### What you will do:
Gather each line of the records below that contains the string "post", and copy those lines out. Matches must have the same letter case.

### Records provided:
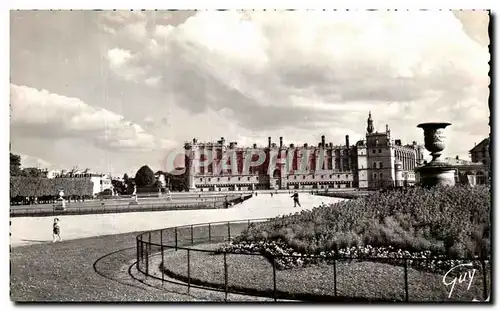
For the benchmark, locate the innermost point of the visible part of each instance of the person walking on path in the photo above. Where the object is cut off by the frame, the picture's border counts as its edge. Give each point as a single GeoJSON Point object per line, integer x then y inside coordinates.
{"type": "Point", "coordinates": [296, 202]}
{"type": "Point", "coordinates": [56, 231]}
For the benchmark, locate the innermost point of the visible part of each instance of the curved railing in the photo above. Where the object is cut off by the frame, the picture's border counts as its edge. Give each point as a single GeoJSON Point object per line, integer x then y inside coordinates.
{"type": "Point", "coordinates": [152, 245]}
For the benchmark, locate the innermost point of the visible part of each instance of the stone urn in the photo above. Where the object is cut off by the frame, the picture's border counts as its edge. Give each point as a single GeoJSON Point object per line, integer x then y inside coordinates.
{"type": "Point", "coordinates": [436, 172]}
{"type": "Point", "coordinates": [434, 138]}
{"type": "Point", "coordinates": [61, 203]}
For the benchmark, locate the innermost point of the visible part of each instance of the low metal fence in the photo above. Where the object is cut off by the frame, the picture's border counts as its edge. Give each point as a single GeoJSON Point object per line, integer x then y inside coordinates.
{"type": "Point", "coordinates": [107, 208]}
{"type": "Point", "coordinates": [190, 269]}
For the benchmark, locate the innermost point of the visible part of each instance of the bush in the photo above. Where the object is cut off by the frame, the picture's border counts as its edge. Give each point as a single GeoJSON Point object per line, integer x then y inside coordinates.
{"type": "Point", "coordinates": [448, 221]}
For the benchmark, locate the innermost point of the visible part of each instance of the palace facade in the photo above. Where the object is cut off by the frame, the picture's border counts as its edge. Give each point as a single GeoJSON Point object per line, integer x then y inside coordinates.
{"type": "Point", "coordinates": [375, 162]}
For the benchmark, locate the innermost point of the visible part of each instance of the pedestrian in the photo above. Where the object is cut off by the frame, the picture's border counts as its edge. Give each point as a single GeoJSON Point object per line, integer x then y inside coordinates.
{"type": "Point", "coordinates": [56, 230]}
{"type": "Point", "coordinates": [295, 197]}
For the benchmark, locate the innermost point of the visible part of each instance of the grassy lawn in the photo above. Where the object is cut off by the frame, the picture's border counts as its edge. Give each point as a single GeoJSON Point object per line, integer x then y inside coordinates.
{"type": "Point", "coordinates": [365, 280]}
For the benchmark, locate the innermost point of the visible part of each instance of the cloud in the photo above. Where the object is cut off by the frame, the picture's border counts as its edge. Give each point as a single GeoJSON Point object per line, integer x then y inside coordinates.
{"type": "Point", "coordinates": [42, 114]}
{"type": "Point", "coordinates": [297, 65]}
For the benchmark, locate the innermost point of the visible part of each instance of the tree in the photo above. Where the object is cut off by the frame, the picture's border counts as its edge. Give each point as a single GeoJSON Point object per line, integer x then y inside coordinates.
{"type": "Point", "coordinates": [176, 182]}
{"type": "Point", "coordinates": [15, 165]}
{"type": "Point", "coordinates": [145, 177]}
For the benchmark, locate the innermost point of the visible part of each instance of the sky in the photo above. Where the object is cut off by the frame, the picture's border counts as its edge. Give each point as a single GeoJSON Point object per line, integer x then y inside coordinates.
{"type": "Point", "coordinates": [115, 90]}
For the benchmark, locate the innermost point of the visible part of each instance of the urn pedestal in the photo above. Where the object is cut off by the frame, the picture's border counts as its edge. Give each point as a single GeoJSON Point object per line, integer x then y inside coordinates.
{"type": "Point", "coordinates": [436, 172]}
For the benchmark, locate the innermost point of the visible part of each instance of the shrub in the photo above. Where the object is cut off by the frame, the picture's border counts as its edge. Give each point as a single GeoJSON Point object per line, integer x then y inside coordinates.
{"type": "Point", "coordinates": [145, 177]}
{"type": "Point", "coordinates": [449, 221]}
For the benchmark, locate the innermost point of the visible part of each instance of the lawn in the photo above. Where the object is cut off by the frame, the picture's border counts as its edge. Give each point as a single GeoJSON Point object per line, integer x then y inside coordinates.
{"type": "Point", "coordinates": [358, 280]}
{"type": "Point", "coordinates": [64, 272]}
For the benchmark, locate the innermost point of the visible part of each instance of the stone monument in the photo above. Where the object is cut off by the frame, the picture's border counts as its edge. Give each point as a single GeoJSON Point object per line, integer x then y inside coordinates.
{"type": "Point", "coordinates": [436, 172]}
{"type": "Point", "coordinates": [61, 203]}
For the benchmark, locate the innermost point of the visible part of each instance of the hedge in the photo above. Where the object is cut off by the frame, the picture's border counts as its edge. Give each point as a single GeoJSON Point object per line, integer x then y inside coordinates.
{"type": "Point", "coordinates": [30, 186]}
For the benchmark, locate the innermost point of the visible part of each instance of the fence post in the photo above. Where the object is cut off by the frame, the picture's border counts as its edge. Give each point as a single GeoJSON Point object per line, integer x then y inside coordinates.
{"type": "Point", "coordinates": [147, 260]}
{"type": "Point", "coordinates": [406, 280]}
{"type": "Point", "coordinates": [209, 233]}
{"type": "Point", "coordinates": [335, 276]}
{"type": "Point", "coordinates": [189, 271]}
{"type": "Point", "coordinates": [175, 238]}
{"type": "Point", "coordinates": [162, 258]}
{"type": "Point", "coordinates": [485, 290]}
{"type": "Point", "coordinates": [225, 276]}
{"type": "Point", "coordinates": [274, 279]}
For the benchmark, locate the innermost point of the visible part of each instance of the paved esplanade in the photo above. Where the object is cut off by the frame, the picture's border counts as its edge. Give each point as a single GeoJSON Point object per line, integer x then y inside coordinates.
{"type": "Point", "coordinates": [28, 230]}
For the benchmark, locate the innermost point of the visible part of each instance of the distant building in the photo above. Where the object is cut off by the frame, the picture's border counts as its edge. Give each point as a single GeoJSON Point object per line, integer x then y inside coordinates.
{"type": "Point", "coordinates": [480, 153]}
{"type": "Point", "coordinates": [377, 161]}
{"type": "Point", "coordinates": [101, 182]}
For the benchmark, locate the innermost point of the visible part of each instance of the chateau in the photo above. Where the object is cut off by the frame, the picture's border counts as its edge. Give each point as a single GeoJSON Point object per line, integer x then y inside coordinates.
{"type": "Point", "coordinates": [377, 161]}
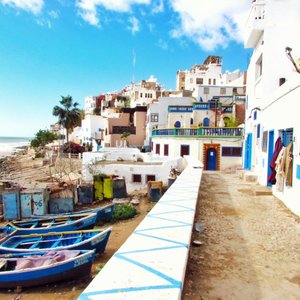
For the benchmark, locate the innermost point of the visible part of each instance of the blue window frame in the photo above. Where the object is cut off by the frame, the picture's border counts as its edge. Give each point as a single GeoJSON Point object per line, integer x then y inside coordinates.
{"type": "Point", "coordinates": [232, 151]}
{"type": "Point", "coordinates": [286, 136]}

* * *

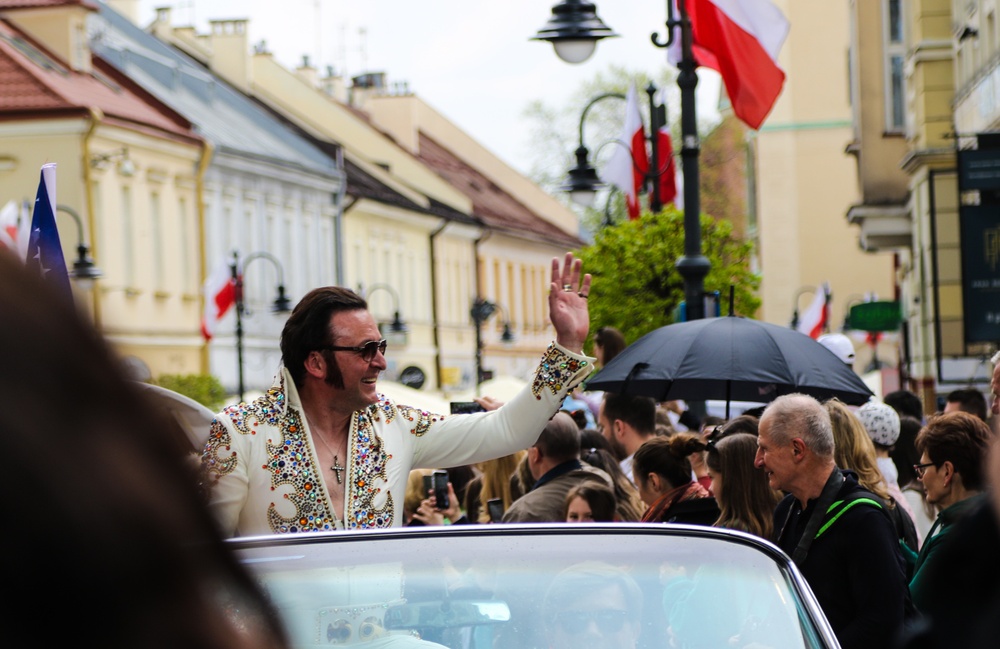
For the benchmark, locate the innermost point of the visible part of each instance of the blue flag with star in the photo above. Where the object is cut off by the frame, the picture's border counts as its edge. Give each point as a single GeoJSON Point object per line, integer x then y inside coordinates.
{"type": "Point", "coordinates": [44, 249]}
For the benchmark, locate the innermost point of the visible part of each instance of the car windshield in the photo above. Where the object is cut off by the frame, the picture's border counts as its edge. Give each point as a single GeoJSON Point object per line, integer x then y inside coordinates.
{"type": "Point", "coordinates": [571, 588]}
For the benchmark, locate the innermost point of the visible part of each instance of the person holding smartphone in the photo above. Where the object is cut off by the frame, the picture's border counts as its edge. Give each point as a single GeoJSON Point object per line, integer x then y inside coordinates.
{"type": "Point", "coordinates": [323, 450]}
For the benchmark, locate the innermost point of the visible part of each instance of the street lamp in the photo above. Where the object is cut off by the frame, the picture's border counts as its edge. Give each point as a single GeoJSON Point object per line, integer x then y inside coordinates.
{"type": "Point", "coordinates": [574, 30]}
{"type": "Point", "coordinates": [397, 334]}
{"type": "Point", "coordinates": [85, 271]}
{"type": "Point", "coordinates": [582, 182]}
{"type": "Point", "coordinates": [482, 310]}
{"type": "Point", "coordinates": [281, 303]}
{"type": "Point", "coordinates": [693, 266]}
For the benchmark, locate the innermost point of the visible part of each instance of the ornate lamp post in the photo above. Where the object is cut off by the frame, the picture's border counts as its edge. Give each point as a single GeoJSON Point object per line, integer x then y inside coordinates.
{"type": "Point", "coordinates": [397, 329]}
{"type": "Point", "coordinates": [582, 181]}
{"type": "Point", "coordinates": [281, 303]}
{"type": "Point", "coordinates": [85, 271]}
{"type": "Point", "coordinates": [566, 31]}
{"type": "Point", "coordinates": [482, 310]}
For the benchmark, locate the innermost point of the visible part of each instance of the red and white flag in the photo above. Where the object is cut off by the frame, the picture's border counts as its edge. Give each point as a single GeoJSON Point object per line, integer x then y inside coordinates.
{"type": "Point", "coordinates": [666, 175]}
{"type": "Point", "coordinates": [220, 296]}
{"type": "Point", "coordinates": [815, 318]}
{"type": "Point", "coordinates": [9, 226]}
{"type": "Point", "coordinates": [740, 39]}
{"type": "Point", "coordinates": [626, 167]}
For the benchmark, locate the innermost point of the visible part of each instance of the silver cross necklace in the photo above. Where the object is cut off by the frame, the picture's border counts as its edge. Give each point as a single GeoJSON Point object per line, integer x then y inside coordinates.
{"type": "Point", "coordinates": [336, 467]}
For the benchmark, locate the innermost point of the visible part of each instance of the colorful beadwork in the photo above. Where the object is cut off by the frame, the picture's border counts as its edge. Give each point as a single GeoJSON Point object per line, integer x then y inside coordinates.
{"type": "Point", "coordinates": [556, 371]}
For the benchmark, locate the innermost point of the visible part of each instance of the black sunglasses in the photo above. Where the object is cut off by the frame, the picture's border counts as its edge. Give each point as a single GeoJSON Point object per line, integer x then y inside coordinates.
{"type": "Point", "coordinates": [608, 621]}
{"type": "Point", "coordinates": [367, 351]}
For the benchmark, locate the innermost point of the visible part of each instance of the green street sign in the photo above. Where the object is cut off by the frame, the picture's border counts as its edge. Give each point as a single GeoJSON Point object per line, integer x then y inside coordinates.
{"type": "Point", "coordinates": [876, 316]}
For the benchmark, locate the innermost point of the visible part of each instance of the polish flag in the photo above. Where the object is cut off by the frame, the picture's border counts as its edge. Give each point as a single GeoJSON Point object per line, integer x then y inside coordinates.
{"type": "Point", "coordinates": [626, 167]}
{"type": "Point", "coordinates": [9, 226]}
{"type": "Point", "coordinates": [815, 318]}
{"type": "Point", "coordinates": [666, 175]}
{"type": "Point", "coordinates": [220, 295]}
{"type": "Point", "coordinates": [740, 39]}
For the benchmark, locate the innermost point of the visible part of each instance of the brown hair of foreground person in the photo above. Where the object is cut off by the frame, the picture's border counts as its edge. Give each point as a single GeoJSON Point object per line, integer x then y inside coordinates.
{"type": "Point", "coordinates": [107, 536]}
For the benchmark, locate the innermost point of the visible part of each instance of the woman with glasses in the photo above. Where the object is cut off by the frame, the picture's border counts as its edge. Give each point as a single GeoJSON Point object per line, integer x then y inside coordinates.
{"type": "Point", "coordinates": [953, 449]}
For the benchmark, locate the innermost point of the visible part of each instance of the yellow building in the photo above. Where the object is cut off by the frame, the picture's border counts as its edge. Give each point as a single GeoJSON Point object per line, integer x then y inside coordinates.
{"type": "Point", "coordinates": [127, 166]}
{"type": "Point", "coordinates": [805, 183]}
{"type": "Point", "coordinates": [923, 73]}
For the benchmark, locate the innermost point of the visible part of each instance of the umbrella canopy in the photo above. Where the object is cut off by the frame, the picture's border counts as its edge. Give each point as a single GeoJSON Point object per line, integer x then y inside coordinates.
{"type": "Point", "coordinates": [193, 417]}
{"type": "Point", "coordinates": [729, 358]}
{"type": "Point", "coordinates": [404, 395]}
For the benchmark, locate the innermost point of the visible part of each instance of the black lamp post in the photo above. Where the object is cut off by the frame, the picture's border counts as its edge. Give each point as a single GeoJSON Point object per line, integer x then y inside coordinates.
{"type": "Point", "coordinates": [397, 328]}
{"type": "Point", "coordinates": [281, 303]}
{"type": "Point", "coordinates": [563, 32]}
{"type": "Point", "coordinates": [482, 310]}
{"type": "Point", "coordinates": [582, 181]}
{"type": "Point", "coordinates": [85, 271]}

### Written answer:
For the benchmark, locate the innermost point of the visible part of each instance of the fence post in the photo above. Where the object is cut off by the frame, the picture's border counts as its edge. Give each point as a single GeoJSON Point object per line, integer x then y inside coordinates.
For the benchmark, locate the innermost point of the visible part of each instance of the ornate lamp post in the photo above. Where the object is cut off by the frame, the picture's border counts as its edge. Give each point as a single GeoJSON Point object per line, integer x then y inside coordinates.
For the benchmark, locate the innermost point of the visible part of each instance of the black lamp post in the photo above. Where the object is cut off by the frame, the picture's border counts as its edge. Give each point as a single GeoJSON Point object per line, integer x then y inside coordinates.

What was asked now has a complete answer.